----- GIVEN DATA -----

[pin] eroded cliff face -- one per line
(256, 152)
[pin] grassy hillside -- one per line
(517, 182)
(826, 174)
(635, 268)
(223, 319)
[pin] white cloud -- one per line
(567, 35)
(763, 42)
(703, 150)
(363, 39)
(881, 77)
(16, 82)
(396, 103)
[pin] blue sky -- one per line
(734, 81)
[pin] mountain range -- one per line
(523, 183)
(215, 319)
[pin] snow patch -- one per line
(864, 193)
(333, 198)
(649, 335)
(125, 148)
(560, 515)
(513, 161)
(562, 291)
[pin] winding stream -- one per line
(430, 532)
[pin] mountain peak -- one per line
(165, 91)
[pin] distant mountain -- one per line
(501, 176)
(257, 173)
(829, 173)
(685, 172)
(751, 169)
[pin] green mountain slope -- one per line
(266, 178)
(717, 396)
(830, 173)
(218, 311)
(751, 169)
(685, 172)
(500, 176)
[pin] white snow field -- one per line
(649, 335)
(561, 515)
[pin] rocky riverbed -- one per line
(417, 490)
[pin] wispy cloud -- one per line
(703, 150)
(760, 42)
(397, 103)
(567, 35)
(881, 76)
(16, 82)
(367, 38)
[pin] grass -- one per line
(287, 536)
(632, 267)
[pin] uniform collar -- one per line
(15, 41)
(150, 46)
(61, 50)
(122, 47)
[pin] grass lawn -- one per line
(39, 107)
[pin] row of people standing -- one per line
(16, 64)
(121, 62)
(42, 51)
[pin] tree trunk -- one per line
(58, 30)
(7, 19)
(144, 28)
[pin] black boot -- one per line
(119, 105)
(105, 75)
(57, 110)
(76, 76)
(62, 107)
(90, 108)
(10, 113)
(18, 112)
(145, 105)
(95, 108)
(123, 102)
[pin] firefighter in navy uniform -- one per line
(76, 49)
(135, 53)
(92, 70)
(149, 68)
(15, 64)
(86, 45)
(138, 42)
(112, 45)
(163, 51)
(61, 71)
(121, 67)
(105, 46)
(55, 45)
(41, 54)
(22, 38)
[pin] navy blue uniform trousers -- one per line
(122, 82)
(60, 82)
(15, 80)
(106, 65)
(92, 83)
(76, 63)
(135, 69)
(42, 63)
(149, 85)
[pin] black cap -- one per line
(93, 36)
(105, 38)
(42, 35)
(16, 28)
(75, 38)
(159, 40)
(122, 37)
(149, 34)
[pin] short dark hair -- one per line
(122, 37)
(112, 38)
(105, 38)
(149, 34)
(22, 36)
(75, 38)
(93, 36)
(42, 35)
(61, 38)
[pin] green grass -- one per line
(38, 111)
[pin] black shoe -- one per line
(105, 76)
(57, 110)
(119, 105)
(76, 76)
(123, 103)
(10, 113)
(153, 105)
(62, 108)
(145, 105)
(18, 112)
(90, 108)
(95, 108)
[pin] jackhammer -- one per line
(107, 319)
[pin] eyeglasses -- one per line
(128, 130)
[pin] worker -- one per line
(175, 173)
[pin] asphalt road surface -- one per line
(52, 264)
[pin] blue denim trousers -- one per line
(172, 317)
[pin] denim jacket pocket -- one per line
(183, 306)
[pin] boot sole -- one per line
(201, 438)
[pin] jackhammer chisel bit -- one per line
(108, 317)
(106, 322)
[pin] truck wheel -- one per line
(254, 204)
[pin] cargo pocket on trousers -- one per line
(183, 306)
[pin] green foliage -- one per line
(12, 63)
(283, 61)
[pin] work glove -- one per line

-----

Reproduce all of the records above line for line, without altering anything.

**TASK OUTPUT:**
[pin] eroded cliff face -- one per line
(256, 152)
[pin] grassy hillside -- one per line
(517, 182)
(826, 174)
(635, 268)
(223, 319)
[pin] white cloud -- one per line
(567, 35)
(763, 42)
(703, 150)
(363, 39)
(881, 77)
(16, 82)
(396, 103)
[pin] blue sky -- one per line
(734, 81)
[pin] mountain range -- one per line
(523, 183)
(215, 319)
[pin] snow patch -- one per line
(864, 193)
(333, 198)
(649, 335)
(125, 148)
(560, 515)
(513, 161)
(562, 291)
[pin] winding stream -- one per line
(430, 532)
[pin] mountain peak -- one per line
(165, 91)
[pin] distant mountain -- one per line
(501, 176)
(257, 173)
(829, 173)
(685, 172)
(751, 169)
[pin] green mountain slope -- one per line
(266, 178)
(717, 396)
(830, 173)
(218, 311)
(751, 169)
(685, 172)
(500, 176)
[pin] white snow field -- one per line
(649, 335)
(561, 515)
[pin] rocky riverbed -- one per line
(417, 490)
[pin] wispy cloud -- one per line
(703, 150)
(760, 42)
(397, 103)
(567, 35)
(881, 76)
(16, 82)
(367, 38)
[pin] grass -- one per line
(287, 536)
(632, 267)
[pin] uniform collar -- one per line
(15, 41)
(150, 46)
(61, 50)
(122, 47)
[pin] grass lawn -- one per line
(39, 107)
[pin] row of people standing -- one per line
(16, 64)
(121, 62)
(42, 51)
[pin] tree trunk -- one per line
(58, 30)
(7, 19)
(144, 28)
[pin] black boot -- one per line
(119, 105)
(105, 75)
(57, 110)
(76, 76)
(62, 107)
(90, 108)
(10, 113)
(18, 112)
(145, 105)
(95, 108)
(123, 102)
[pin] firefighter in navy uniform -- one per line
(76, 49)
(135, 53)
(92, 70)
(149, 68)
(15, 64)
(86, 45)
(138, 42)
(112, 45)
(163, 51)
(61, 71)
(121, 67)
(105, 46)
(55, 45)
(41, 54)
(22, 38)
[pin] navy blue uniform trousers -- one per line
(122, 82)
(60, 82)
(15, 80)
(106, 65)
(92, 83)
(76, 63)
(135, 69)
(42, 63)
(149, 85)
[pin] black cap -- one per line
(93, 36)
(105, 38)
(42, 35)
(16, 28)
(75, 38)
(159, 40)
(122, 37)
(149, 34)
[pin] short dark hair -- one per line
(122, 37)
(112, 38)
(105, 38)
(149, 34)
(22, 36)
(75, 38)
(93, 36)
(42, 35)
(61, 38)
[pin] green grass -- one per line
(38, 111)
[pin] black shoe -- one per line
(105, 76)
(57, 110)
(119, 105)
(76, 76)
(123, 103)
(10, 113)
(153, 105)
(62, 108)
(145, 105)
(18, 112)
(90, 108)
(95, 108)
[pin] jackhammer -- one per line
(107, 319)
[pin] eyeglasses -- one per line
(128, 130)
[pin] worker -- one per line
(175, 173)
[pin] asphalt road surface -- one per line
(52, 264)
[pin] blue denim trousers -- one per line
(172, 317)
[pin] denim jacket pocket -- one per line
(183, 306)
[pin] boot sole -- one per line
(201, 438)
[pin] jackhammer chisel bit -- one per line
(108, 317)
(106, 322)
[pin] truck wheel -- one per line
(254, 204)
[pin] cargo pocket on trousers -- one per line
(183, 306)
[pin] green foliage -- one per line
(12, 63)
(283, 61)
[pin] work glove -- one per line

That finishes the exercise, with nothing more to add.